### SUPPLIED MATERIAL
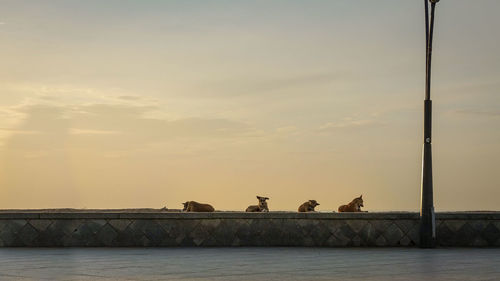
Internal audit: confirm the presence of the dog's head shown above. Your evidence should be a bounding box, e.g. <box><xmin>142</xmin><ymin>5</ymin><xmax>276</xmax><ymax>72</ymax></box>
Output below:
<box><xmin>352</xmin><ymin>195</ymin><xmax>364</xmax><ymax>209</ymax></box>
<box><xmin>309</xmin><ymin>200</ymin><xmax>319</xmax><ymax>208</ymax></box>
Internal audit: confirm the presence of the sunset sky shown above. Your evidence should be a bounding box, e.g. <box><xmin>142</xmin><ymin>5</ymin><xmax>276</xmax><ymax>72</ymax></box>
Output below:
<box><xmin>0</xmin><ymin>0</ymin><xmax>500</xmax><ymax>211</ymax></box>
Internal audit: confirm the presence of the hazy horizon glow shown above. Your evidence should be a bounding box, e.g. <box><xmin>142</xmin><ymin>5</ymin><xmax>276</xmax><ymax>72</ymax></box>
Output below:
<box><xmin>0</xmin><ymin>0</ymin><xmax>500</xmax><ymax>211</ymax></box>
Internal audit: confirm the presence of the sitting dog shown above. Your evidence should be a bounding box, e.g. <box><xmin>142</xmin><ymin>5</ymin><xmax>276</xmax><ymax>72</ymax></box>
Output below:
<box><xmin>245</xmin><ymin>196</ymin><xmax>269</xmax><ymax>212</ymax></box>
<box><xmin>339</xmin><ymin>195</ymin><xmax>366</xmax><ymax>212</ymax></box>
<box><xmin>182</xmin><ymin>201</ymin><xmax>215</xmax><ymax>212</ymax></box>
<box><xmin>299</xmin><ymin>200</ymin><xmax>319</xmax><ymax>213</ymax></box>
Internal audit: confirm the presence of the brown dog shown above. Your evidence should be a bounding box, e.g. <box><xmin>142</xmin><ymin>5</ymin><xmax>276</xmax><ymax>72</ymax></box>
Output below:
<box><xmin>245</xmin><ymin>196</ymin><xmax>269</xmax><ymax>212</ymax></box>
<box><xmin>299</xmin><ymin>200</ymin><xmax>319</xmax><ymax>213</ymax></box>
<box><xmin>339</xmin><ymin>195</ymin><xmax>366</xmax><ymax>212</ymax></box>
<box><xmin>182</xmin><ymin>201</ymin><xmax>215</xmax><ymax>212</ymax></box>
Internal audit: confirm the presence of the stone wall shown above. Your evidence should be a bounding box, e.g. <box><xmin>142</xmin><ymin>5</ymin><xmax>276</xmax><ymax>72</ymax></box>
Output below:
<box><xmin>0</xmin><ymin>210</ymin><xmax>500</xmax><ymax>247</ymax></box>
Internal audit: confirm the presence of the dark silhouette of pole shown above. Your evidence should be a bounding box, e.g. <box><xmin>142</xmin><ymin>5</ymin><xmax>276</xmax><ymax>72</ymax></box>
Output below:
<box><xmin>420</xmin><ymin>0</ymin><xmax>439</xmax><ymax>248</ymax></box>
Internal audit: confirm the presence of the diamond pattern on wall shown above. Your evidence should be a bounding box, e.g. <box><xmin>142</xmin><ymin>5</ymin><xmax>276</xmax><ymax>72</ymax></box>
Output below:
<box><xmin>0</xmin><ymin>213</ymin><xmax>500</xmax><ymax>247</ymax></box>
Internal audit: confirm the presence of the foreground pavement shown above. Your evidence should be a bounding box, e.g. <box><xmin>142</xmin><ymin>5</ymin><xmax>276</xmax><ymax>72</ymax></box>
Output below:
<box><xmin>0</xmin><ymin>248</ymin><xmax>500</xmax><ymax>280</ymax></box>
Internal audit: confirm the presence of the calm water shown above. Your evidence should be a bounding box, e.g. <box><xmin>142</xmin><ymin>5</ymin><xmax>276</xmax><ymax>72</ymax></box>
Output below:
<box><xmin>0</xmin><ymin>248</ymin><xmax>500</xmax><ymax>280</ymax></box>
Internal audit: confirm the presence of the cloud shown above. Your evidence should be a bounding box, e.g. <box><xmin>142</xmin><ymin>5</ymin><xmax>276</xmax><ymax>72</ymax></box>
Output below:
<box><xmin>317</xmin><ymin>118</ymin><xmax>383</xmax><ymax>133</ymax></box>
<box><xmin>0</xmin><ymin>101</ymin><xmax>258</xmax><ymax>155</ymax></box>
<box><xmin>197</xmin><ymin>73</ymin><xmax>341</xmax><ymax>98</ymax></box>
<box><xmin>451</xmin><ymin>109</ymin><xmax>500</xmax><ymax>117</ymax></box>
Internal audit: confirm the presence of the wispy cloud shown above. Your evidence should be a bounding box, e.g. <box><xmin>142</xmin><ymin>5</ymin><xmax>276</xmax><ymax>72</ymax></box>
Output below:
<box><xmin>318</xmin><ymin>118</ymin><xmax>383</xmax><ymax>133</ymax></box>
<box><xmin>451</xmin><ymin>109</ymin><xmax>500</xmax><ymax>117</ymax></box>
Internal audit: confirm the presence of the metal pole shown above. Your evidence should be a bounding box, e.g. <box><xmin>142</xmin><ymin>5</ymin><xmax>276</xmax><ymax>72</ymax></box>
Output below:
<box><xmin>420</xmin><ymin>0</ymin><xmax>439</xmax><ymax>248</ymax></box>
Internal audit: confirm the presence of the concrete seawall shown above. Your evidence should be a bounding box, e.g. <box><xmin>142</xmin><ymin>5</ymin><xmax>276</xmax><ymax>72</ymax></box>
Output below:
<box><xmin>0</xmin><ymin>210</ymin><xmax>500</xmax><ymax>247</ymax></box>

### DIRECTION
Copy out the listing above in full, swapping every "evidence" for "proof" and changing nothing else. Leave out the pictures.

### EXPECTED ANSWER
Internal audit: confirm the presence of the dog's head shown above. Your proof should be a bounding box, e.g. <box><xmin>142</xmin><ymin>5</ymin><xmax>276</xmax><ymax>72</ymax></box>
Output below:
<box><xmin>352</xmin><ymin>195</ymin><xmax>364</xmax><ymax>209</ymax></box>
<box><xmin>309</xmin><ymin>200</ymin><xmax>319</xmax><ymax>208</ymax></box>
Internal audit: confirm the presence of the sunset sky shown above. Your proof should be a bounding box, e.g. <box><xmin>142</xmin><ymin>5</ymin><xmax>276</xmax><ymax>72</ymax></box>
Output below:
<box><xmin>0</xmin><ymin>0</ymin><xmax>500</xmax><ymax>211</ymax></box>
Internal audit: confirm the presence of the hazy horizon glow shown above. Your proof should be a bounding box, e.g. <box><xmin>142</xmin><ymin>5</ymin><xmax>276</xmax><ymax>72</ymax></box>
Output below:
<box><xmin>0</xmin><ymin>0</ymin><xmax>500</xmax><ymax>211</ymax></box>
Internal audit: confirm the presence of the sitting dog shown above. Your proof should be a bounding box, e.g. <box><xmin>142</xmin><ymin>5</ymin><xmax>276</xmax><ymax>72</ymax></box>
Output below:
<box><xmin>245</xmin><ymin>196</ymin><xmax>269</xmax><ymax>212</ymax></box>
<box><xmin>339</xmin><ymin>195</ymin><xmax>366</xmax><ymax>212</ymax></box>
<box><xmin>182</xmin><ymin>201</ymin><xmax>215</xmax><ymax>212</ymax></box>
<box><xmin>299</xmin><ymin>200</ymin><xmax>319</xmax><ymax>213</ymax></box>
Internal audit: confirm the presence of the brown dog shown above. Your proof should be a bounding box, e.g. <box><xmin>142</xmin><ymin>5</ymin><xmax>276</xmax><ymax>72</ymax></box>
Output below:
<box><xmin>245</xmin><ymin>196</ymin><xmax>269</xmax><ymax>212</ymax></box>
<box><xmin>299</xmin><ymin>200</ymin><xmax>319</xmax><ymax>213</ymax></box>
<box><xmin>339</xmin><ymin>195</ymin><xmax>366</xmax><ymax>212</ymax></box>
<box><xmin>182</xmin><ymin>201</ymin><xmax>215</xmax><ymax>212</ymax></box>
Internal audit: confirm the presence of the stone wall shown above. Your proof should be a bounding box, e.g. <box><xmin>142</xmin><ymin>5</ymin><xmax>276</xmax><ymax>72</ymax></box>
Output below:
<box><xmin>0</xmin><ymin>210</ymin><xmax>500</xmax><ymax>247</ymax></box>
Internal audit: confirm the presence of the dark silhouette of pole shown above. Your proof should be a bounding box, e.g. <box><xmin>142</xmin><ymin>5</ymin><xmax>276</xmax><ymax>72</ymax></box>
Output below:
<box><xmin>420</xmin><ymin>0</ymin><xmax>439</xmax><ymax>248</ymax></box>
Internal audit: confirm the presence of the diamond pattern on wall shown above. Your proof should be a bounding box, e.g. <box><xmin>142</xmin><ymin>5</ymin><xmax>276</xmax><ymax>72</ymax></box>
Output below:
<box><xmin>0</xmin><ymin>213</ymin><xmax>500</xmax><ymax>247</ymax></box>
Internal audit: confirm the presence of the foreground pavement shown above. Your proof should be a bounding box, e.g. <box><xmin>142</xmin><ymin>5</ymin><xmax>276</xmax><ymax>72</ymax></box>
Output below:
<box><xmin>0</xmin><ymin>248</ymin><xmax>500</xmax><ymax>280</ymax></box>
Internal audit: confirm the presence of the calm water shown above. Your proof should be a bounding box, e.g. <box><xmin>142</xmin><ymin>5</ymin><xmax>276</xmax><ymax>72</ymax></box>
Output below:
<box><xmin>0</xmin><ymin>248</ymin><xmax>500</xmax><ymax>280</ymax></box>
Internal audit: confirm the presence of the cloud shown above. Your proof should be a bounding box, e.g. <box><xmin>142</xmin><ymin>5</ymin><xmax>276</xmax><ymax>72</ymax></box>
Output below:
<box><xmin>317</xmin><ymin>118</ymin><xmax>383</xmax><ymax>133</ymax></box>
<box><xmin>0</xmin><ymin>101</ymin><xmax>258</xmax><ymax>155</ymax></box>
<box><xmin>197</xmin><ymin>73</ymin><xmax>341</xmax><ymax>98</ymax></box>
<box><xmin>451</xmin><ymin>109</ymin><xmax>500</xmax><ymax>117</ymax></box>
Internal audit: confirm the presence of the wispy cloud shown above. Your proof should be a bounding box, e.g. <box><xmin>142</xmin><ymin>5</ymin><xmax>276</xmax><ymax>72</ymax></box>
Output below:
<box><xmin>318</xmin><ymin>118</ymin><xmax>383</xmax><ymax>133</ymax></box>
<box><xmin>451</xmin><ymin>109</ymin><xmax>500</xmax><ymax>117</ymax></box>
Internal audit: confirm the presence of the metal pole shown above. Your proof should be a bounding box, e.g. <box><xmin>142</xmin><ymin>5</ymin><xmax>276</xmax><ymax>72</ymax></box>
Output below:
<box><xmin>420</xmin><ymin>0</ymin><xmax>439</xmax><ymax>248</ymax></box>
Internal audit: confirm the presence of the concrete seawall shown above. Your proof should be a bounding box, e.g. <box><xmin>142</xmin><ymin>5</ymin><xmax>276</xmax><ymax>72</ymax></box>
Output below:
<box><xmin>0</xmin><ymin>210</ymin><xmax>500</xmax><ymax>247</ymax></box>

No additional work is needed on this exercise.